__Material supplied__
>>>

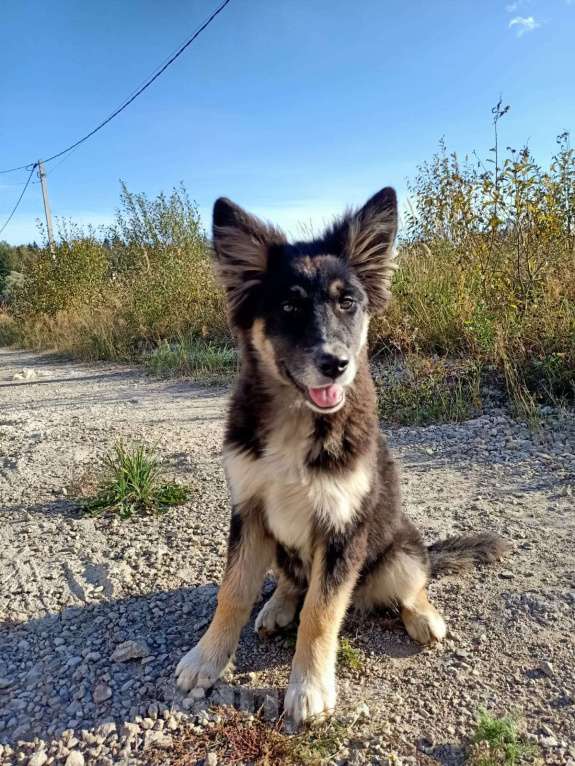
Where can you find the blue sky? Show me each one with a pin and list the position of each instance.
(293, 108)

<<<
>>>

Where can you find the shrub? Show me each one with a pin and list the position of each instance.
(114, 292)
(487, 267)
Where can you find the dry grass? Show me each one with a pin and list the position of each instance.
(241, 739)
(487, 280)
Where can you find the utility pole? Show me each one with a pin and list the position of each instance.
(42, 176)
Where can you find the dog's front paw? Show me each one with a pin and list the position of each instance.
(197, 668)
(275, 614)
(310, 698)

<<<

__What is expected__
Locate each line in the records that contains the string "Where" and copy those lines in full. Matching is case-sensitive.

__Correct result__
Where can you find the blue sky? Show me each one with a pin and list the position of each instance.
Where can you find the shrub? Show me each one with a pin and list the position of each instance.
Where can you find the dry grass? Show me each one with a pin and list the position of each instance.
Where can you find the utility pole? Show me each one with a pin and list the position of each instance.
Where can you find the dog's front paw? Show me each one with a pin and list the position of each instance.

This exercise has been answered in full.